### EXERCISE OBJECTIVE
Extend the mailing-list reply below on programming-language fads and Erlang, continuing after its final quoted line.

Impressions of Mozart-Oz
Mike Williams
mike@REDACTED
Thu Dec 12 10:28:43 CET 2002
|> There hasn't been a Functional/Logic
|> programming trend like the OO fad that swept the scene (Not a trendy
|> concept? Maybe before my time? It is old after all...),
Language fads to remember are:
Assembly --> FORTRAN
Stuctured programming ---> Pascal, Algol
Pascal, Algol ---> C (a step backwards, but driven by Unix)
Pascal ---> Ada (there was a heck of a lot of hype around Ada at one time)
Proper concurrency in UNIX (Select, sockets, IP - far too heavyweight, was
was very influential on programming style if not
really a language fad, "select" in Unix comes
from Ada's "select" (I think))
C ---> C++, OO (Objective C etc never stood a chance)
C++ ---> Java (well I suppose it can be seen as a *slight* improvment)
Java/C++ ---> UML (Another step backwards)
|> and Ericsson,
|> despite the courageous erlang.org Open Source effort, hasn't invested
|> the kind of effort of the same scale that propelled C++ and Java into
|> prominence. It's no fault of theirs, they're sadly not going to make
|> money out of Erlang.

### RECORDS SUPPLIED
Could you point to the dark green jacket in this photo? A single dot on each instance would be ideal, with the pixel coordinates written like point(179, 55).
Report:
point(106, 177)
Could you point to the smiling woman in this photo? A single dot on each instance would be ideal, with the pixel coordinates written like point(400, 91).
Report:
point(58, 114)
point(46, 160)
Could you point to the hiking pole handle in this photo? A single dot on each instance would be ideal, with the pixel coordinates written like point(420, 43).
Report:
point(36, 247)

### THE OUTPUT
We (Ericsson) had the crazy idea we could make money by selling Erlang
and set up a limitted company "Erlang Systems AB" to market and sell Erlang.
I was CEO of this company for a couple of years. With the benefit of hindsight
If we had made Erlang open source then, about two years before the Java "fad"
we might have seen the spread of Erlang earlier. On the other hand Erlang was
not so stable then and didn't have so many applications.
|> The remarkable thing is that Erlang is growing in popularity simply due
|> to its technical superiority. This is a freakish rareity!
Not so freakish, for example things like TCL/TK and Perl are speading
without any marketting effort. The initial spread of Linux also had no
marketting behind it. We will know that Erlang has made it into the
mainstream if large companies (like the ones nowadays pushing Linux)
start pushing Erlang.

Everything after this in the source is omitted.